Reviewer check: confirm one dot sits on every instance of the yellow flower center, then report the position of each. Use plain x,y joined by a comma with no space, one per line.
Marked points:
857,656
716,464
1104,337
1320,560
****************************************
Your assignment -
Word for word, return the entire listing above.

Finished task -
Reviewer check: confirm one dot sits on every instance of the yellow flower center, then report the position of each. Use plain x,y joined by a comma with no space, one per line.
Marked points:
857,656
716,464
1104,337
1320,560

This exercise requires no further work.